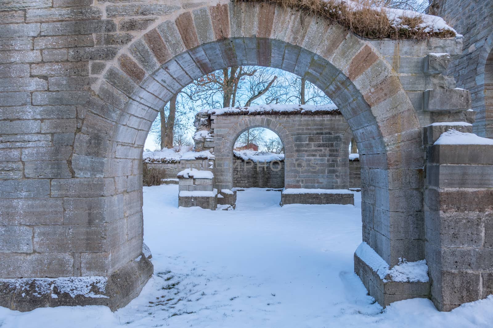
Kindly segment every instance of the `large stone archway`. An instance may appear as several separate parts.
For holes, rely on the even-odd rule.
[[[106,303],[116,308],[128,302],[151,273],[148,261],[139,256],[141,152],[152,122],[172,95],[193,79],[238,65],[294,73],[334,101],[359,151],[363,241],[390,266],[399,258],[424,258],[422,127],[434,119],[422,110],[423,95],[443,86],[439,79],[430,79],[422,64],[431,60],[428,54],[457,52],[459,41],[367,40],[326,19],[266,4],[189,1],[181,7],[110,5],[101,10],[109,19],[99,17],[84,24],[46,19],[40,27],[34,23],[23,28],[40,31],[41,49],[64,40],[88,45],[69,52],[78,66],[31,64],[30,74],[50,77],[50,89],[34,92],[32,98],[30,94],[28,100],[22,92],[16,95],[35,112],[12,125],[18,131],[12,134],[35,131],[33,138],[40,139],[37,146],[26,148],[13,143],[8,153],[12,161],[27,164],[19,169],[19,176],[0,181],[0,194],[7,199],[3,205],[15,209],[7,210],[5,225],[16,232],[9,244],[17,245],[4,248],[0,276],[108,277]],[[159,18],[143,32],[133,32],[132,43],[122,45],[124,36],[111,33],[125,10]],[[37,19],[31,21],[43,21]],[[112,46],[93,46],[94,40],[91,44],[85,37],[71,41],[60,37],[92,33],[97,44]],[[410,72],[419,83],[410,79]],[[67,76],[71,74],[82,76],[70,80]],[[43,85],[36,88],[46,90]],[[46,114],[46,106],[53,105],[65,108]],[[40,120],[44,116],[53,121]],[[37,135],[43,131],[50,134],[49,141]],[[364,261],[357,266],[371,295],[383,305],[427,296],[412,286],[388,291]],[[15,298],[9,304],[22,301]],[[31,308],[57,304],[47,301]]]

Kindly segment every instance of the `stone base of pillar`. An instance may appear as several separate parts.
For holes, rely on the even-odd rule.
[[[115,311],[139,296],[153,271],[142,253],[107,277],[0,279],[0,306],[24,312],[38,307],[105,305]]]
[[[217,195],[217,205],[231,205],[234,209],[236,207],[236,190],[222,189]]]
[[[408,298],[427,298],[430,283],[400,282],[382,279],[372,267],[354,254],[354,272],[361,279],[368,294],[385,307],[392,302]]]
[[[284,189],[281,205],[354,204],[354,194],[348,189]]]

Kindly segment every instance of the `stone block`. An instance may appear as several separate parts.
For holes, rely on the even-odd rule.
[[[0,179],[20,179],[23,172],[21,162],[0,161]]]
[[[41,55],[43,61],[63,61],[67,60],[68,53],[67,49],[46,49],[41,51]]]
[[[36,64],[31,65],[33,76],[73,76],[89,75],[87,62],[57,62]],[[55,104],[49,104],[54,105]]]
[[[39,24],[8,24],[0,26],[0,35],[9,37],[18,36],[37,36],[39,33]]]
[[[107,229],[104,224],[39,226],[31,237],[39,253],[97,252],[109,250]]]
[[[109,5],[106,7],[108,17],[129,16],[166,16],[180,9],[178,6],[169,4],[130,4]]]
[[[94,6],[28,9],[26,12],[26,23],[44,23],[53,21],[75,21],[81,19],[99,19],[101,11]]]
[[[51,182],[52,197],[96,197],[114,193],[112,178],[55,179]]]
[[[65,198],[63,209],[65,224],[90,225],[111,222],[124,217],[123,196]]]
[[[35,198],[50,196],[48,179],[0,180],[0,198]]]
[[[178,206],[193,207],[215,210],[217,207],[217,195],[214,196],[178,196]]]
[[[0,89],[6,91],[39,91],[47,90],[46,81],[37,78],[0,79]]]
[[[452,56],[448,54],[441,56],[429,54],[424,60],[424,72],[429,74],[441,74],[447,71]]]
[[[56,179],[72,177],[66,160],[26,162],[24,170],[26,178]]]
[[[384,307],[398,300],[429,297],[429,282],[399,282],[391,279],[384,281],[368,264],[355,254],[354,259],[354,272],[361,279],[369,294]]]
[[[61,224],[63,220],[61,198],[0,199],[0,224]]]
[[[454,129],[461,132],[472,133],[472,125],[471,124],[451,125],[450,124],[448,124],[447,122],[443,122],[440,124],[435,123],[426,125],[423,128],[423,144],[425,145],[433,145],[435,142],[438,140],[442,133],[451,129]]]
[[[51,49],[74,47],[92,47],[94,39],[90,35],[57,35],[35,38],[35,49]]]
[[[22,106],[31,105],[31,93],[28,92],[2,92],[2,96],[0,97],[0,106]],[[0,122],[3,126],[7,125],[7,122]],[[14,122],[9,122],[13,125],[19,124]],[[0,128],[2,133],[4,133],[3,129]],[[22,132],[17,132],[22,133]]]
[[[32,228],[0,226],[0,253],[32,252]]]
[[[493,165],[426,165],[426,184],[440,188],[493,188]]]
[[[463,89],[430,89],[423,91],[425,112],[458,112],[471,108],[471,94]]]
[[[0,65],[0,76],[4,78],[29,76],[29,64],[3,64]]]
[[[116,24],[110,20],[43,23],[41,25],[41,36],[87,34],[116,31]]]
[[[113,47],[73,48],[69,50],[69,60],[71,61],[104,60],[113,59],[118,49]]]
[[[281,203],[286,204],[352,204],[354,205],[352,193],[281,194]]]
[[[145,30],[155,21],[152,18],[130,18],[123,19],[118,23],[118,30],[133,31]]]
[[[67,253],[0,253],[0,276],[70,277],[73,275],[73,257]]]

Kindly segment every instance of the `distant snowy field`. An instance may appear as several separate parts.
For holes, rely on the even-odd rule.
[[[19,312],[0,327],[472,327],[493,326],[493,297],[451,312],[428,299],[383,310],[353,272],[361,241],[352,205],[279,206],[281,193],[238,192],[234,211],[177,209],[177,186],[144,187],[144,238],[154,275],[112,313],[104,306]]]

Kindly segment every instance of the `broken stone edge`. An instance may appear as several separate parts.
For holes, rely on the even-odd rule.
[[[38,307],[105,305],[114,311],[139,296],[153,272],[152,263],[142,253],[111,273],[104,290],[92,286],[91,292],[97,296],[96,297],[80,294],[72,297],[66,292],[60,293],[56,288],[40,294],[36,289],[36,279],[46,280],[44,278],[33,278],[29,289],[12,286],[7,281],[10,279],[5,279],[0,281],[0,306],[25,312]]]

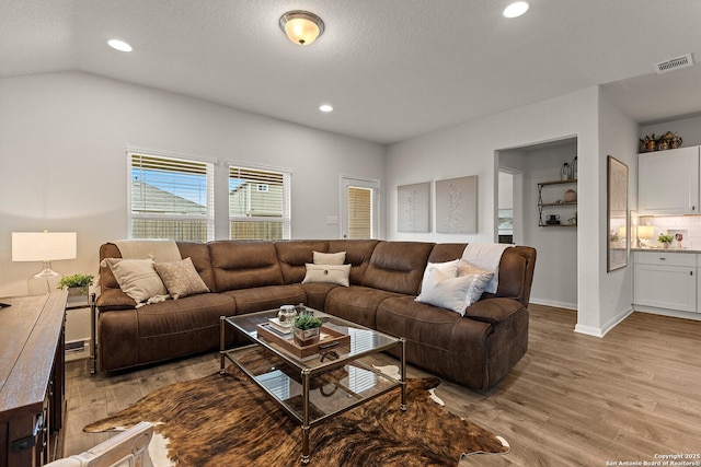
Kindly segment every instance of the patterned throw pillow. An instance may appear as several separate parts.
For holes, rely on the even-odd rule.
[[[343,265],[346,262],[346,252],[319,253],[314,252],[314,265]]]
[[[336,285],[350,285],[350,265],[310,265],[307,264],[307,275],[302,283],[324,282]]]
[[[173,300],[209,292],[209,288],[197,273],[191,258],[173,262],[157,262],[153,267]]]
[[[416,301],[448,308],[464,316],[468,306],[482,296],[492,275],[479,273],[468,266],[463,267],[463,276],[459,273],[459,261],[429,262],[424,271],[421,294]]]
[[[472,304],[480,300],[482,293],[490,285],[494,272],[482,269],[464,259],[460,259],[458,262],[458,277],[471,277],[473,279],[473,284],[468,291],[470,304]]]

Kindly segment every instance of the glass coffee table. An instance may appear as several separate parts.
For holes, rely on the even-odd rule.
[[[268,324],[277,310],[221,317],[220,373],[227,360],[234,363],[258,387],[295,418],[302,429],[302,464],[310,459],[310,428],[343,413],[394,388],[400,388],[400,410],[406,410],[406,364],[404,339],[388,336],[335,316],[313,311],[323,322],[321,349],[312,355],[297,357],[271,339],[258,325]],[[227,349],[227,328],[245,336],[250,346]],[[327,335],[349,339],[324,340]],[[324,342],[336,342],[323,346]],[[388,375],[364,358],[392,348],[400,349],[399,375]],[[367,360],[367,359],[366,359]]]

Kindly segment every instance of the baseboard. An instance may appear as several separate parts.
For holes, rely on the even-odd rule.
[[[678,312],[676,310],[656,308],[654,306],[634,305],[636,312],[650,313],[652,315],[669,316],[673,318],[701,320],[701,313]]]
[[[529,303],[532,303],[535,305],[553,306],[555,308],[574,310],[575,312],[577,311],[576,303],[558,302],[554,300],[542,300],[533,297],[530,299]]]
[[[585,325],[577,324],[574,327],[574,331],[579,334],[586,334],[587,336],[604,337],[608,331],[610,331],[616,326],[618,326],[623,319],[629,317],[631,313],[633,313],[633,307],[629,306],[622,312],[620,312],[618,315],[613,316],[613,318],[605,323],[604,326],[601,327],[585,326]]]

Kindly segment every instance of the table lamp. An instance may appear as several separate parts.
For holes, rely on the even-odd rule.
[[[49,293],[61,279],[51,261],[77,256],[76,232],[12,232],[13,261],[42,261],[42,270],[27,279],[30,295]]]
[[[653,225],[639,225],[637,226],[637,244],[641,248],[646,248],[647,241],[655,235],[655,227]]]

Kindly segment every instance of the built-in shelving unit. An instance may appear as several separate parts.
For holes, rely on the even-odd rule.
[[[570,223],[567,220],[562,219],[562,214],[565,213],[567,217],[573,217],[574,212],[572,209],[568,211],[559,210],[556,208],[570,208],[576,207],[577,201],[564,201],[564,191],[562,194],[561,202],[543,202],[543,189],[548,187],[556,187],[561,185],[577,185],[577,180],[555,180],[555,182],[542,182],[538,184],[538,225],[541,227],[576,227],[577,224]],[[552,214],[559,214],[561,217],[560,223],[548,223],[547,220],[543,219],[543,210],[545,210],[545,218]],[[552,214],[548,214],[548,211],[552,211]]]

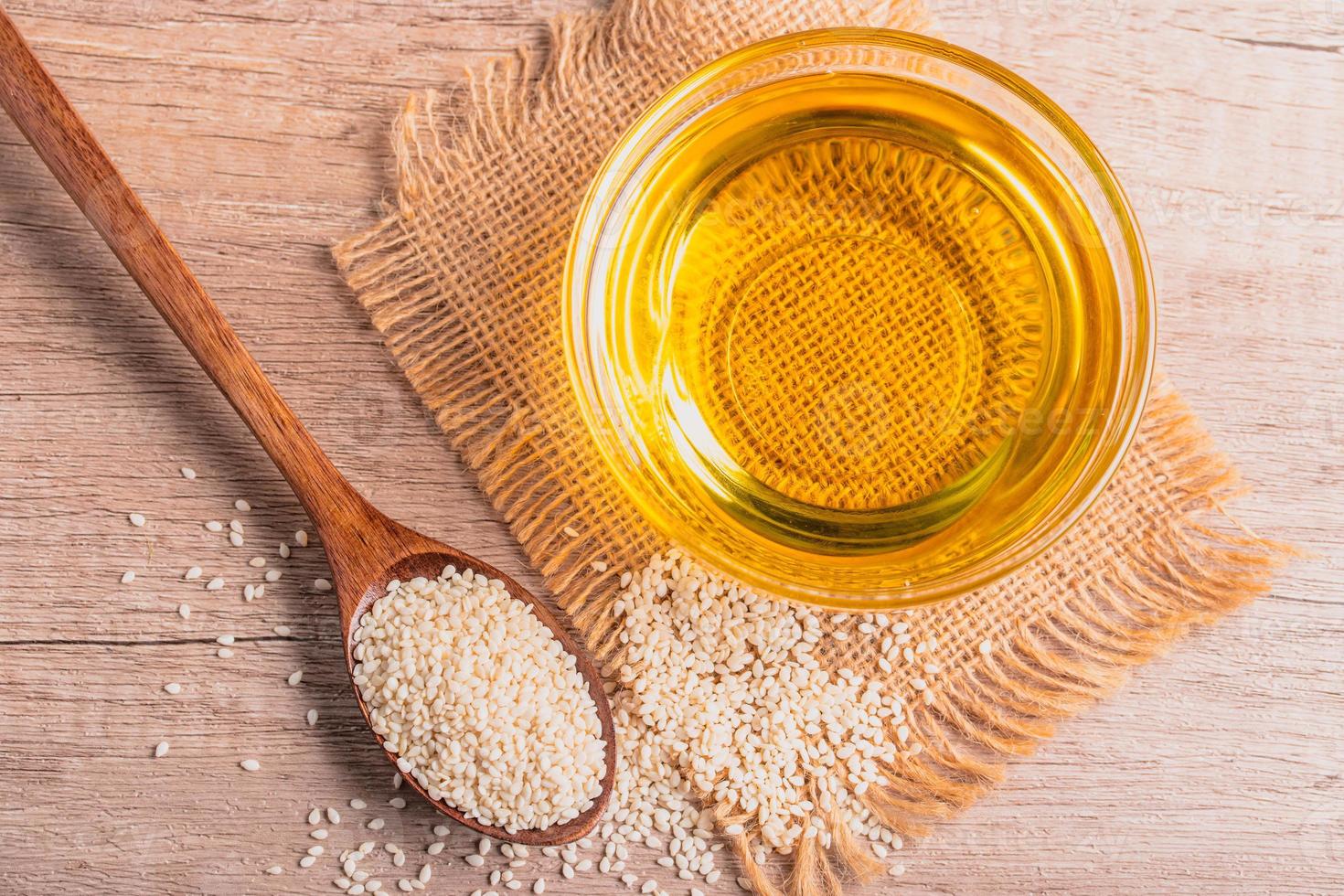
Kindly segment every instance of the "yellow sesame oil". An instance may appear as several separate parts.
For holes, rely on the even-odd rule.
[[[1083,201],[1024,134],[914,79],[720,102],[609,250],[641,450],[781,562],[882,552],[917,576],[1007,543],[1111,404],[1120,309]]]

▶ Aim of the exercise: Exactly the lines from the one with "Kindly segment every instance of the table" through the end of the listing above are to be repeated, with no pictures.

▶ Exercise result:
Kindly segment every instance of the table lamp. An instance may appear as several separate parts.
For holes, rely on the even-odd rule.
[[[49,293],[61,279],[51,261],[77,256],[76,232],[12,232],[13,261],[42,261],[42,270],[27,279],[30,295]]]
[[[653,225],[639,225],[637,226],[637,244],[641,248],[646,248],[647,241],[655,235],[655,227]]]

Kindly segment every instance of the built-in shelving unit. An instance may appear as several separate parts.
For holes, rely on the even-odd rule.
[[[570,223],[567,220],[562,219],[562,214],[565,213],[567,217],[573,217],[574,212],[572,209],[568,211],[559,210],[556,208],[570,208],[576,207],[577,201],[564,201],[564,191],[562,194],[561,202],[543,202],[543,189],[548,187],[556,187],[561,185],[577,185],[577,180],[555,180],[555,182],[542,182],[538,184],[538,225],[541,227],[576,227],[577,224]],[[552,214],[559,214],[561,217],[560,223],[548,223],[547,220],[543,219],[543,210],[545,210],[545,218]],[[552,214],[548,214],[548,211],[552,211]]]

Kindly segment every instance of the "yellow sesame oil". An instance may appear as several separate parts.
For holes, rely on the even-odd rule.
[[[1083,201],[1024,134],[914,79],[720,102],[609,250],[641,450],[781,562],[882,552],[917,576],[1007,543],[1111,404],[1120,309]]]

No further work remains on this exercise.